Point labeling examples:
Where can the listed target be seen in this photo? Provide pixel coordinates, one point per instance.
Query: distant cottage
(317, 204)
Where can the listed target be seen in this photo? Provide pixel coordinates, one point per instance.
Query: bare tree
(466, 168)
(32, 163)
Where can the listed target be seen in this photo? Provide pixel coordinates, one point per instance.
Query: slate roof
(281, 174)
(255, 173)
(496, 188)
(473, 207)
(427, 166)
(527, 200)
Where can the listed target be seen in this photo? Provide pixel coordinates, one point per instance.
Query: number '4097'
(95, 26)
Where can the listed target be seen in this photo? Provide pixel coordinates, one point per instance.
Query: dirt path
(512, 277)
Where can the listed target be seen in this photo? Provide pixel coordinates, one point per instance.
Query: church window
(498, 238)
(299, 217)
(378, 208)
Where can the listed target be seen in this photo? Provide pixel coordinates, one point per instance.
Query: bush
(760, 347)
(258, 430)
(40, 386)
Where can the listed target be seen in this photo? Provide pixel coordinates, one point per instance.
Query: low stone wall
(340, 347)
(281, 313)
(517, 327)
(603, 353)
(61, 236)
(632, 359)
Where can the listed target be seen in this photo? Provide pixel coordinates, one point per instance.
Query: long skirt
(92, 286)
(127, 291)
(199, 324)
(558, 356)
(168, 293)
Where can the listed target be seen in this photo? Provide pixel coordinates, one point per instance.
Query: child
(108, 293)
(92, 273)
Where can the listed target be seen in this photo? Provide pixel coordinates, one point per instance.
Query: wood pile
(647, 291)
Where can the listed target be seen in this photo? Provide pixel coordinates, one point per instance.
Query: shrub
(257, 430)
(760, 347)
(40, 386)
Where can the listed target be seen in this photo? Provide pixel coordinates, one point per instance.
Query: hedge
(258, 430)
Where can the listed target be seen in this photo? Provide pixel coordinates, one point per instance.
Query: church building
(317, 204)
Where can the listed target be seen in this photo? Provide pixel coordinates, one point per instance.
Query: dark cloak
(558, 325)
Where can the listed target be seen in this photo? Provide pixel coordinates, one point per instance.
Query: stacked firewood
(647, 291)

* [TASK BRIEF]: Reproduce the material exactly, with every line intact.

* [TASK SOLUTION]:
Where can the listed target be seen in this photo? Provide pixel coordinates, one point per instance.
Query: distant cottage
(317, 204)
Where can the listed target be seen in this photo? Provide pixel coordinates, one point per instance.
Query: bare tree
(466, 168)
(32, 163)
Where can the listed target be seen in this photo? Provide pixel coordinates, one point per instance.
Query: slate roof
(281, 174)
(255, 173)
(496, 188)
(473, 207)
(427, 166)
(527, 200)
Where can the listed target be seen in this photo? Provide pixel coordinates, one point per instance.
Query: number '4097'
(95, 26)
Where can the listed target be seen in this photo? Provide pixel coordinates, one point per instance.
Query: dirt path
(512, 277)
Where can the listed target be seen in this photo? Provide pixel coordinates, one point per instance.
Query: church window
(498, 238)
(299, 217)
(378, 208)
Where can the listed target be seen in this photo? Provide pixel coordinates, one point per instance.
Query: bush
(760, 347)
(258, 430)
(40, 386)
Where can the listed target be seen in this photo? Provide pixel coordinates, one point per instance.
Query: low stone wall
(340, 347)
(281, 313)
(517, 327)
(603, 353)
(61, 236)
(632, 359)
Where can the listed target be seen in this photo? Provide pixel coordinates, one point per instance.
Query: long skirt
(92, 286)
(127, 291)
(199, 324)
(558, 356)
(168, 293)
Where can the listed target be seen in this photo? Provide pixel coordinates, one point per instance.
Query: child
(108, 293)
(92, 273)
Where can the listed target be seen in this photo? Provide pixel coordinates, one point per instance.
Query: wood pile
(647, 291)
Where can the listed target be seen in this photo? Provide pixel coordinates, one point per instance.
Query: shrub
(257, 430)
(760, 347)
(40, 386)
Where can the listed target be seen in this photo? Provide pixel coordinates, one point per instance.
Query: hedge
(258, 430)
Where can the listed target be seen in this photo? Provide pixel coordinates, one point per instance.
Query: church building
(317, 204)
Where can the listed target be seen in this photo? Provide pixel coordinates, one point per instance.
Query: dark cloak
(558, 325)
Where can the listed target be seen in this photo? Provide pixel coordinates, one point per instance.
Query: stacked firewood
(647, 291)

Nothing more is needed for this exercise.